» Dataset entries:
- - -

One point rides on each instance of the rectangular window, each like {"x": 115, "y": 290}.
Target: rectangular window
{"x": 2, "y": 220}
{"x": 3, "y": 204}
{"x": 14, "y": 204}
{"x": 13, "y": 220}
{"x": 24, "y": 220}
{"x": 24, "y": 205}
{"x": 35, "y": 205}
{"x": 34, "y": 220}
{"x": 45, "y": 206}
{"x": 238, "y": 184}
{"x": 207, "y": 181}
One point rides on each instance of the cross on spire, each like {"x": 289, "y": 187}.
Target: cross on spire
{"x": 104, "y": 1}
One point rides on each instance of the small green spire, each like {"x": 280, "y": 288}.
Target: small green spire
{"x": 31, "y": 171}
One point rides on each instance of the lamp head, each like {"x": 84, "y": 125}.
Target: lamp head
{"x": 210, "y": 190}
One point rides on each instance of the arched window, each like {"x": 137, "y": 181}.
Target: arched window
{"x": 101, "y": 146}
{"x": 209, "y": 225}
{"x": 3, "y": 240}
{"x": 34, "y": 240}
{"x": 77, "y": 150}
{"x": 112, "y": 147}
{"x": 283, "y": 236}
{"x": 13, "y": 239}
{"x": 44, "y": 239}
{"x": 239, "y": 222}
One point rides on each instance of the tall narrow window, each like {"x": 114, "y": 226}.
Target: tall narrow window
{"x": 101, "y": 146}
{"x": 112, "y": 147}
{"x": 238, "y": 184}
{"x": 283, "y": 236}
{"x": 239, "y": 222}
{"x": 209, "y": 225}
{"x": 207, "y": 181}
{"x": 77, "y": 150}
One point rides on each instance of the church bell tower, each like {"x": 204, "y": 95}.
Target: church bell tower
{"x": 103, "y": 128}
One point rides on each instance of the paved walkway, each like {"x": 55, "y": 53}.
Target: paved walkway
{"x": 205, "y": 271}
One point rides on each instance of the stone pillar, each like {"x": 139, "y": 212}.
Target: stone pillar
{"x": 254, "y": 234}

- - -

» Task: What is needed is an exact transcription of every record above.

» Task response:
One point rides on each instance of the rectangular window, each like {"x": 115, "y": 290}.
Target: rectangular window
{"x": 2, "y": 220}
{"x": 3, "y": 204}
{"x": 14, "y": 204}
{"x": 13, "y": 220}
{"x": 24, "y": 220}
{"x": 24, "y": 205}
{"x": 35, "y": 205}
{"x": 34, "y": 220}
{"x": 45, "y": 206}
{"x": 238, "y": 184}
{"x": 207, "y": 181}
One point rides on each instance of the cross on spire, each like {"x": 289, "y": 187}.
Target: cross on spire
{"x": 104, "y": 1}
One point rides on each instance of the small green spire, each like {"x": 280, "y": 288}.
Target: small green spire
{"x": 31, "y": 171}
One point rides on each instance of the lamp head, each like {"x": 84, "y": 125}.
Target: lamp head
{"x": 210, "y": 190}
One point rides on each instance of the arched window, each like {"x": 137, "y": 181}.
Target: arched window
{"x": 101, "y": 146}
{"x": 209, "y": 225}
{"x": 3, "y": 240}
{"x": 34, "y": 240}
{"x": 77, "y": 150}
{"x": 112, "y": 147}
{"x": 283, "y": 236}
{"x": 13, "y": 239}
{"x": 44, "y": 239}
{"x": 239, "y": 222}
One point rides on each instance of the tall narrow window, each like {"x": 114, "y": 226}.
Target: tall narrow window
{"x": 101, "y": 146}
{"x": 112, "y": 147}
{"x": 238, "y": 184}
{"x": 283, "y": 236}
{"x": 239, "y": 222}
{"x": 209, "y": 225}
{"x": 207, "y": 181}
{"x": 77, "y": 150}
One point rides on each instance of the church bell tower, each like {"x": 204, "y": 95}.
Target: church bell tower
{"x": 103, "y": 128}
One point rides on each instance of the paved walkway, each like {"x": 55, "y": 53}.
Target: paved walkway
{"x": 205, "y": 271}
One point rides on each instance of the stone pillar, each like {"x": 139, "y": 212}.
Target: stone pillar
{"x": 254, "y": 234}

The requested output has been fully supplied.